**EXCERPTED PASSAGE:**
= = = =

Skip to main content

Logging

Audio files can be logged via a file path or a NumPy array containing audio data shaped as frames × channels. To log audio, instantiate the pluto.Audio class:
audio = pluto.Audio(
    data=Union[str, np.ndarray],
    rate=int | None = 48000,
    caption=str | None = None,
)
pluto.log({"audio/0": audio}, step=step)
ParameterTypeDescription
dataUnion[str, np.ndarray]The audio data to log. Can be a path to an audio file or a NumPy array.
rateintThe sample rate of the audio data. Defaults to 48000.
captionstrA caption for the audio.

Examples

Logging from File Paths

import httpx
r = httpx.get(
    "https://actions.google.com/sounds/v1/alarms/digital_watch_alarm_long.ogg"
)
with open(f"test.ogg", "wb") as f:
    f.write(r.content)

pluto.log({"audio": pluto.Audio(data="test.ogg")}, step=step)

Logging from NumPy Arrays

data = np.array([[1, 1, 1], [1, 1, 1]], dtype=np.float32)
pluto.log({"audio": pluto.Audio(data=data)}, step=step)

Viewing

Logged audio files appear as player widgets with playback controls, volume adjustment, and per-file Analyze and Download buttons. When comparing multiple runs, each audio card shows the run name with its assigned color. Audio widget with multiple runs

Playback Controls

Each audio player includes:
  • Play / Pause with a progress slider you can drag to seek
  • Skip forward / back buttons (5-second jumps)
  • Volume slider with mute toggle
  • Download — saves the audio file locally
  • Analyze — opens the audio analysis dialog (see below)

= = = =

**LISTED ENTRIES:**
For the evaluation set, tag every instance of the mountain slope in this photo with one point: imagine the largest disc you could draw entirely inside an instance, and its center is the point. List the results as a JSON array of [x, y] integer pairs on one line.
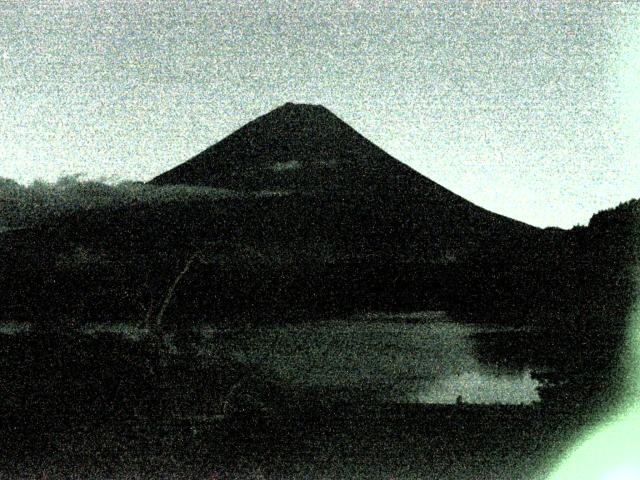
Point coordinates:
[[296, 212]]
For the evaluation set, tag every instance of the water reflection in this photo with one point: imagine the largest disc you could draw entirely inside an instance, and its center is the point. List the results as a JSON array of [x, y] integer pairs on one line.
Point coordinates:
[[399, 359]]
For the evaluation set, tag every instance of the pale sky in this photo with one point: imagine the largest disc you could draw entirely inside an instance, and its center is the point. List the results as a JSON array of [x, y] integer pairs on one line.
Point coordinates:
[[529, 109]]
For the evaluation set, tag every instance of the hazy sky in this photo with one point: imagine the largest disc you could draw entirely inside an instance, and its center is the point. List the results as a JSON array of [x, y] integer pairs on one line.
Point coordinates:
[[530, 109]]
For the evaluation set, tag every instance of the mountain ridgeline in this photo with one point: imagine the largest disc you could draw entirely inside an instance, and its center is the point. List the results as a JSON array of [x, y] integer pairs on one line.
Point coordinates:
[[292, 217]]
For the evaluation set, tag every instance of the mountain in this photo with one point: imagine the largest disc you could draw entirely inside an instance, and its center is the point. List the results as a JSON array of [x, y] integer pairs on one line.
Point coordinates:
[[335, 183], [297, 214]]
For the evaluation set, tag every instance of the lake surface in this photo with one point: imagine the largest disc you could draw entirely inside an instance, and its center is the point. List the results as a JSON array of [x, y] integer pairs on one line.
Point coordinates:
[[416, 357], [420, 357]]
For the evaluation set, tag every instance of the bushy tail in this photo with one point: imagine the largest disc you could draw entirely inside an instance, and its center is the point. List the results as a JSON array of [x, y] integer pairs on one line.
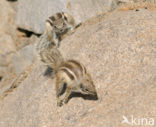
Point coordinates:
[[21, 77]]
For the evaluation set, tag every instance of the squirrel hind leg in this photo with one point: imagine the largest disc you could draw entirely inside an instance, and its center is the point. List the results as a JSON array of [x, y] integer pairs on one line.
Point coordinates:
[[49, 72]]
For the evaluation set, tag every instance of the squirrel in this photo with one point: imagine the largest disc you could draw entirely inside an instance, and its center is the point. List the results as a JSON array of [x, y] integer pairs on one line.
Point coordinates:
[[73, 77], [55, 27]]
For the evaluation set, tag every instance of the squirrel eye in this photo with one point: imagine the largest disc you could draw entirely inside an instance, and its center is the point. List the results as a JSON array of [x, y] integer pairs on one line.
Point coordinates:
[[65, 18], [86, 89], [81, 86]]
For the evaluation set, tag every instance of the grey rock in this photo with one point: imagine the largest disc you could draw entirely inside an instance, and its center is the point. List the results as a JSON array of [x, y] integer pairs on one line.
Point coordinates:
[[23, 58], [32, 14], [119, 52]]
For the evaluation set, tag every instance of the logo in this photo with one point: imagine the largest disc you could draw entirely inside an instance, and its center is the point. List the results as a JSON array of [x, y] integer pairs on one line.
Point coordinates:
[[138, 121]]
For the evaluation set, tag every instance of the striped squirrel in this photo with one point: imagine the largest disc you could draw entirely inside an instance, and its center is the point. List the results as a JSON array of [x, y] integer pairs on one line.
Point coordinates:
[[73, 77], [56, 26]]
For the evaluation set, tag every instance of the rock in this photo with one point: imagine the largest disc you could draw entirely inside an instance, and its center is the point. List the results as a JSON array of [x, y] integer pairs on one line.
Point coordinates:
[[39, 10], [7, 49], [119, 50], [7, 18], [23, 58]]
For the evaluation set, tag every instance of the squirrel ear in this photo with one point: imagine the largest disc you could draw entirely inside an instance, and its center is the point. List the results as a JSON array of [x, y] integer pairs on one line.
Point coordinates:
[[48, 26]]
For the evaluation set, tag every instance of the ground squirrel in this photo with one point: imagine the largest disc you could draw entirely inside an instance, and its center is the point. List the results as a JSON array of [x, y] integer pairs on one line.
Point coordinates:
[[56, 26], [72, 76]]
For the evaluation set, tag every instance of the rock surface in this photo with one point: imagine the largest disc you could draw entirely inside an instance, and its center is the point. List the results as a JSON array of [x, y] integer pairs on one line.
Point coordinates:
[[39, 10], [7, 38], [119, 50], [31, 15]]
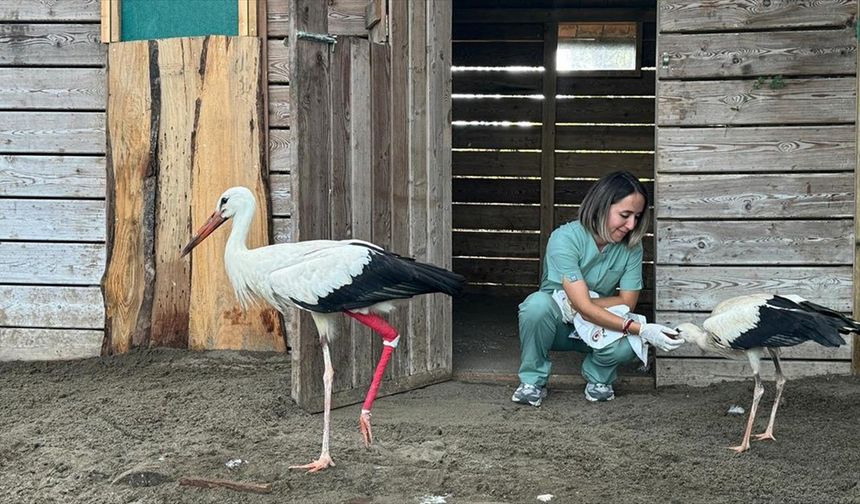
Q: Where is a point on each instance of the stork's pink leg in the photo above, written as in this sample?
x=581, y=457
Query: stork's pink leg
x=757, y=393
x=780, y=384
x=328, y=375
x=390, y=338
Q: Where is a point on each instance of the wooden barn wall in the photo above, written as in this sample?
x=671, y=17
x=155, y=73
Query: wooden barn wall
x=52, y=179
x=602, y=124
x=755, y=166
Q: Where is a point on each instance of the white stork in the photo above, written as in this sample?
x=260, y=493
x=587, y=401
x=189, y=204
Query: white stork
x=744, y=326
x=326, y=278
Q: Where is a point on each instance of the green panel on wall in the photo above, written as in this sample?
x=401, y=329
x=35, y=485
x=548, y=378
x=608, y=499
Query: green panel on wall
x=152, y=19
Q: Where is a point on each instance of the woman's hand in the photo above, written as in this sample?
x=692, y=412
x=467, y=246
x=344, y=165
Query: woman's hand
x=658, y=335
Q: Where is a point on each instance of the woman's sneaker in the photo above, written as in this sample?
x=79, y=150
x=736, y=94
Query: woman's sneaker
x=529, y=394
x=595, y=392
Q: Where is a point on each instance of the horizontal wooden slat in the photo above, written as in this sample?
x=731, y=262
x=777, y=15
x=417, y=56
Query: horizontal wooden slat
x=497, y=109
x=497, y=32
x=714, y=15
x=567, y=164
x=819, y=52
x=808, y=350
x=53, y=132
x=605, y=137
x=278, y=56
x=49, y=344
x=516, y=217
x=595, y=86
x=497, y=54
x=755, y=242
x=801, y=101
x=496, y=137
x=52, y=220
x=496, y=190
x=503, y=271
x=54, y=11
x=52, y=88
x=279, y=106
x=51, y=263
x=700, y=288
x=54, y=306
x=605, y=110
x=282, y=230
x=52, y=176
x=281, y=195
x=824, y=195
x=497, y=82
x=51, y=44
x=280, y=157
x=519, y=245
x=768, y=149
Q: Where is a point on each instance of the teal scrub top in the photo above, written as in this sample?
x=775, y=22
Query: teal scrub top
x=572, y=253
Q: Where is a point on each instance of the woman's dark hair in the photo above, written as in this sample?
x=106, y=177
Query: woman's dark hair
x=610, y=189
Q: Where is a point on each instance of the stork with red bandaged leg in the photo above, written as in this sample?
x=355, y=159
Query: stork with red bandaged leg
x=327, y=278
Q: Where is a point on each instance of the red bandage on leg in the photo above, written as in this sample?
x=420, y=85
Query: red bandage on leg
x=390, y=337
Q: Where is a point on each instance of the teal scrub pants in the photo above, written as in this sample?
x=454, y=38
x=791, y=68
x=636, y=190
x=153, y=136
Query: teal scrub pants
x=542, y=329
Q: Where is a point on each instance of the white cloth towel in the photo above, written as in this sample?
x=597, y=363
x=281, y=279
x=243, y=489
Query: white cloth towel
x=598, y=337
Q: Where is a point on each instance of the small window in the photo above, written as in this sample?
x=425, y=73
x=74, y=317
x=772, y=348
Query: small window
x=599, y=48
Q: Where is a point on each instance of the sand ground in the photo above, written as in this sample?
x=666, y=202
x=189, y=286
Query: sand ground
x=125, y=429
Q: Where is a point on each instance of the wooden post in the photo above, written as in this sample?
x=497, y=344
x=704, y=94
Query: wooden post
x=547, y=186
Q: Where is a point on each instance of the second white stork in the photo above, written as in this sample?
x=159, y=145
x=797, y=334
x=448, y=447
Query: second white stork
x=327, y=278
x=744, y=326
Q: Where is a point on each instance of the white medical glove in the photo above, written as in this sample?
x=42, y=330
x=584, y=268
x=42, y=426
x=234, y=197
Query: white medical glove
x=656, y=334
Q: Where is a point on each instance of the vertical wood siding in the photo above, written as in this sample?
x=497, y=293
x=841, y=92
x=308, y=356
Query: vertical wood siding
x=755, y=165
x=52, y=180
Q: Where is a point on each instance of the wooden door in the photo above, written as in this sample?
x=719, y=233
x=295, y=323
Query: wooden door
x=756, y=157
x=371, y=129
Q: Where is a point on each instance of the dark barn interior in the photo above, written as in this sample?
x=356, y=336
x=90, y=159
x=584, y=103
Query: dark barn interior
x=535, y=122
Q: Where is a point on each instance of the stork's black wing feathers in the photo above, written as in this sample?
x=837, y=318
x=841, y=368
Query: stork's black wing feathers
x=782, y=322
x=386, y=277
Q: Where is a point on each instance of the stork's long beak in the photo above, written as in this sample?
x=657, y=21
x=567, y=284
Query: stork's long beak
x=205, y=230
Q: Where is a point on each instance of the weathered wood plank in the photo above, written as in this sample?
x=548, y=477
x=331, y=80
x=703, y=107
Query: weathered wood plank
x=482, y=244
x=714, y=15
x=279, y=106
x=52, y=88
x=801, y=101
x=700, y=288
x=52, y=132
x=605, y=110
x=51, y=263
x=52, y=176
x=498, y=54
x=822, y=195
x=51, y=44
x=817, y=242
x=54, y=306
x=768, y=149
x=50, y=10
x=48, y=344
x=808, y=350
x=280, y=151
x=702, y=372
x=52, y=220
x=497, y=109
x=819, y=52
x=618, y=86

= = = =

**TASK LIST:**
[a] In the audio logging documentation, how far do the skip forward and back buttons jump?
[b] Carry on with the audio logging documentation, starting right after its last line.

**THE RESPONSES:**
[a] They jump 5 seconds.

[b]
Step Navigation

If you log audio at multiple training steps, use the step slider below the players to browse through different steps. This is useful for tracking how generated audio (e.g., text-to-speech) improves over the course of training. When multiple audio groups are displayed in the same section, their step sliders can be linked so that changing the step on one group changes all of them simultaneously. Click the lock icon on the step navigator to toggle sync on or off.

Fullscreen View

Click the expand button on any audio card’s toolbar to open it in fullscreen. The fullscreen view displays the full multi-run comparison at viewport size. Use arrow keys to navigate between steps.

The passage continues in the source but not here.